**Aim**
In the listing below, copy word for word the lines from the line with "Task: in the photo above, where can the man's arm" to the line with "x=159, y=233", including both of those lines.
[Material supplied start]
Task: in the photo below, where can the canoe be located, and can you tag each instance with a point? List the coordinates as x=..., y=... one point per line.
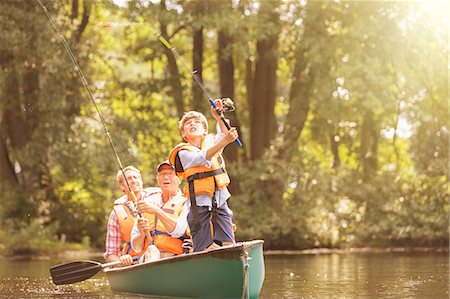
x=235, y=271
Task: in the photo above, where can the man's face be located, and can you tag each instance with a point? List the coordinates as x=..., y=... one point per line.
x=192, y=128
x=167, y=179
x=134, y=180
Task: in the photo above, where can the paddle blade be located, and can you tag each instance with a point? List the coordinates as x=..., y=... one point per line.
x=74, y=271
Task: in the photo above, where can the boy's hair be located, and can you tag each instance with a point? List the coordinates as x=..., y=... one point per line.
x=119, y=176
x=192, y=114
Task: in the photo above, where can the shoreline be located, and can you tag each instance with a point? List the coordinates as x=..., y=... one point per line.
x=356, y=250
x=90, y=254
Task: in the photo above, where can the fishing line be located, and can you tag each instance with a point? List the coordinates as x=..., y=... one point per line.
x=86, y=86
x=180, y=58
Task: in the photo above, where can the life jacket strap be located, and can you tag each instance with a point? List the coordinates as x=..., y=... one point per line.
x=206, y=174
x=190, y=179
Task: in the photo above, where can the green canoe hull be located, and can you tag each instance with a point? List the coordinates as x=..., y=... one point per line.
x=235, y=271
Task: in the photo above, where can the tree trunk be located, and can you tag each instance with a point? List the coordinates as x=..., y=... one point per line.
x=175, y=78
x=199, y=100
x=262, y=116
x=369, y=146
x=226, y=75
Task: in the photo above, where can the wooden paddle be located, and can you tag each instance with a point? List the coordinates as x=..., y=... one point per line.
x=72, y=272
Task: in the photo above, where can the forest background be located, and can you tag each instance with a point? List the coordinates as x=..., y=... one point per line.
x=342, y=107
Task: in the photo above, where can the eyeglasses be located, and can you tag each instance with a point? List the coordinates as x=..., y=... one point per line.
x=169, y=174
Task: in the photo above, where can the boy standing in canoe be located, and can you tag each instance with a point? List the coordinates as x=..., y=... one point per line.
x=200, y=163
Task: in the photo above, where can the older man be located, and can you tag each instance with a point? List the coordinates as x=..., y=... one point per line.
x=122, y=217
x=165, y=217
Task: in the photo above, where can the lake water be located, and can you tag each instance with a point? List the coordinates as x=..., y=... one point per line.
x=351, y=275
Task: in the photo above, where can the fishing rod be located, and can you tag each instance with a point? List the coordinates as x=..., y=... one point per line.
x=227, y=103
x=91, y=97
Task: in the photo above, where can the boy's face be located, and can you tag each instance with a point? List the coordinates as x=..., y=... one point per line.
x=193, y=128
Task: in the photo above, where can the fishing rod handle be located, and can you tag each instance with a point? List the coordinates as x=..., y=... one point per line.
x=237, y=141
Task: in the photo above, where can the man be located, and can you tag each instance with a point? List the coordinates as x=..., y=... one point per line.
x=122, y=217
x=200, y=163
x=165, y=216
[Material supplied end]
[Material supplied start]
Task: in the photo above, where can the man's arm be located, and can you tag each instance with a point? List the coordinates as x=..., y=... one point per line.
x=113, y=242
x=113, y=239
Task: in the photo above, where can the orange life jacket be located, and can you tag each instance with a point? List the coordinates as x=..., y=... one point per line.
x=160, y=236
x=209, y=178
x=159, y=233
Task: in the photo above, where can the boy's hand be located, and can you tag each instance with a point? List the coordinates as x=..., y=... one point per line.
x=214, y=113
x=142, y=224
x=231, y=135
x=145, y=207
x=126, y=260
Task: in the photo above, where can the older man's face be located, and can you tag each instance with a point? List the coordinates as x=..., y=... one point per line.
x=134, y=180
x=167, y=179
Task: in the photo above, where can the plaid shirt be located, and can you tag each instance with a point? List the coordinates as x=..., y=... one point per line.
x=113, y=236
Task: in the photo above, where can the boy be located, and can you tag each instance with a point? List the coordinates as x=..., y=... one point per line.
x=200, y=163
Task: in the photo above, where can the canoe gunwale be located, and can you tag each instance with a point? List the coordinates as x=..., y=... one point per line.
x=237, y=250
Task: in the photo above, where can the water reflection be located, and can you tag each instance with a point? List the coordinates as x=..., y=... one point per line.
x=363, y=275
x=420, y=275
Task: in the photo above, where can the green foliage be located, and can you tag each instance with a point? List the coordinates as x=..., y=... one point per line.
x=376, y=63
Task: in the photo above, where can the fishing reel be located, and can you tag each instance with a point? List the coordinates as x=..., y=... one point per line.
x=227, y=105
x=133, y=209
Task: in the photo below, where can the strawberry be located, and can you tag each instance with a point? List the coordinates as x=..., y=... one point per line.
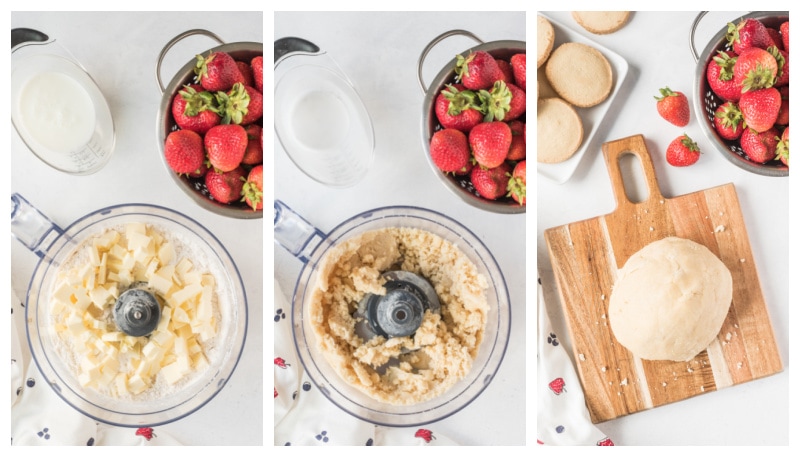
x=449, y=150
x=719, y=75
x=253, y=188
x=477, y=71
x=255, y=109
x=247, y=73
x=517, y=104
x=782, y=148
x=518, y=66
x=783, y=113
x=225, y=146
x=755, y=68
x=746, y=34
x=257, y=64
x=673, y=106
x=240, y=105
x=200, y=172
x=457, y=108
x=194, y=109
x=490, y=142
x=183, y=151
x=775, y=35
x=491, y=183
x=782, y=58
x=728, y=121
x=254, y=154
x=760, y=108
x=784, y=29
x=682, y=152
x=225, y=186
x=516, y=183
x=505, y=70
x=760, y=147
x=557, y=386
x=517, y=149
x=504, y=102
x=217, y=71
[Material supplied end]
**Exercise output**
Task: in the photo above, where can the man's arm be located, and can you tag each instance with a point? List the coordinates as x=..., y=... one point per line.
x=113, y=242
x=113, y=239
Task: in the photo above, where can the orange life jacket be located, and can you tag each instance with a point? List the coordinates as x=..., y=... one point per line.
x=160, y=236
x=209, y=178
x=159, y=233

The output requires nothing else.